- _WHAT YOU ARE ASKED TO DO_: The material below must be restated exactly, line by line.
========================
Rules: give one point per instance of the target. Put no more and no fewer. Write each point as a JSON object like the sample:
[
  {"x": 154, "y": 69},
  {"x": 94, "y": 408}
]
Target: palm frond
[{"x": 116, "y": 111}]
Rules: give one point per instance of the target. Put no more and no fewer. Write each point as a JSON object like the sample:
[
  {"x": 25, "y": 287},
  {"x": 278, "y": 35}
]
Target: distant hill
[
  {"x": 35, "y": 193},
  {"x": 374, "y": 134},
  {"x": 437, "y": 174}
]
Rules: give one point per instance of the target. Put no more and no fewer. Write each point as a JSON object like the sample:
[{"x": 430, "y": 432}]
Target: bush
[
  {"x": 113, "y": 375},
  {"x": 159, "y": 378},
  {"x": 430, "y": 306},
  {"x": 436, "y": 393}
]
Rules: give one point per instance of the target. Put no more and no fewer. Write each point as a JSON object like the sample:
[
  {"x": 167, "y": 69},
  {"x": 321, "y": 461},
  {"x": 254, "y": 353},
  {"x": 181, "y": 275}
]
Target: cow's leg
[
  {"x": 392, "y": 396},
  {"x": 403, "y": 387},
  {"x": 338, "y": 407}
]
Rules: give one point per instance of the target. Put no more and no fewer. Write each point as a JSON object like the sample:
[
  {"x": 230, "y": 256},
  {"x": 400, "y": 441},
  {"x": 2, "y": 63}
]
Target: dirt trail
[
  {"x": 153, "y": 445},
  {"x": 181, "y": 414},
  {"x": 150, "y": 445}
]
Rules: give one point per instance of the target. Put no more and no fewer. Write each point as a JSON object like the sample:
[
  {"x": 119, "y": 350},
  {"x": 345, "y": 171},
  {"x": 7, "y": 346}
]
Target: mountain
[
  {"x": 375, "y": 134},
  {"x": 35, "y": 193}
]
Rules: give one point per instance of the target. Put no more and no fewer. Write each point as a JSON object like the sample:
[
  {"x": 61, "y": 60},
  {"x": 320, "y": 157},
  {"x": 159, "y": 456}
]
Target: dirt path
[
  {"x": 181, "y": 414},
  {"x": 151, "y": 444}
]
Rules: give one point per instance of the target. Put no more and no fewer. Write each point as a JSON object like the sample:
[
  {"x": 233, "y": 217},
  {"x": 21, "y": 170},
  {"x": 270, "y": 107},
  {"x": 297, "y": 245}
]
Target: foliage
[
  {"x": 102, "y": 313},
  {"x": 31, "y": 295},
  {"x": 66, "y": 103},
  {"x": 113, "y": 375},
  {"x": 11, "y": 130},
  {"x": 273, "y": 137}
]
========================
- _THE COMPLETED TASK_:
Rules: give one point per instance of the target. Put no more and no fewer. Write each point as a JSON object like the sample:
[
  {"x": 154, "y": 69},
  {"x": 94, "y": 408}
]
Target: palm frond
[{"x": 116, "y": 111}]
Rules: give one point per instance of the target. Put no more and no fewer. Write each point as a JSON object like the sample:
[
  {"x": 25, "y": 287},
  {"x": 278, "y": 35}
]
Target: distant hill
[
  {"x": 35, "y": 193},
  {"x": 374, "y": 134},
  {"x": 437, "y": 174}
]
Rules: give one point per instance of the target. Put no more and no fewer. Write each point as a JSON object like the sample:
[{"x": 430, "y": 432}]
Target: bush
[
  {"x": 113, "y": 375},
  {"x": 159, "y": 378},
  {"x": 430, "y": 306},
  {"x": 436, "y": 393}
]
Rules: give one point per instance of the target. Put no more and no fewer. Write each point as a JSON object like the sample:
[
  {"x": 167, "y": 69},
  {"x": 321, "y": 461},
  {"x": 254, "y": 353},
  {"x": 181, "y": 275}
]
Target: cow's leg
[
  {"x": 392, "y": 396},
  {"x": 403, "y": 387},
  {"x": 338, "y": 407}
]
Rules: give one point per instance of the target. Put no more and no fewer. Write each point as a JSON object like the sample:
[
  {"x": 230, "y": 256},
  {"x": 400, "y": 441},
  {"x": 2, "y": 63}
]
Target: dirt trail
[
  {"x": 153, "y": 445},
  {"x": 181, "y": 414},
  {"x": 150, "y": 445}
]
Rules: give one point per instance of the target. Put no more and no fewer. Write each point as a JSON object like the sample:
[
  {"x": 119, "y": 350},
  {"x": 345, "y": 171},
  {"x": 7, "y": 346}
]
Target: mountain
[
  {"x": 375, "y": 134},
  {"x": 35, "y": 193}
]
Rules: give one point per instance of the target. Put no more and no fewer. Write each point as a JSON object like the sample:
[
  {"x": 61, "y": 60},
  {"x": 320, "y": 157},
  {"x": 159, "y": 456}
]
Target: dirt path
[
  {"x": 181, "y": 414},
  {"x": 151, "y": 444}
]
Rules: give one point per instance of the target. Put no more and no fewer. Write each point as a JSON object like the sample:
[
  {"x": 233, "y": 217},
  {"x": 21, "y": 170},
  {"x": 270, "y": 107},
  {"x": 297, "y": 245}
]
Target: foliage
[
  {"x": 102, "y": 313},
  {"x": 31, "y": 295},
  {"x": 66, "y": 103},
  {"x": 113, "y": 375},
  {"x": 11, "y": 130},
  {"x": 273, "y": 137}
]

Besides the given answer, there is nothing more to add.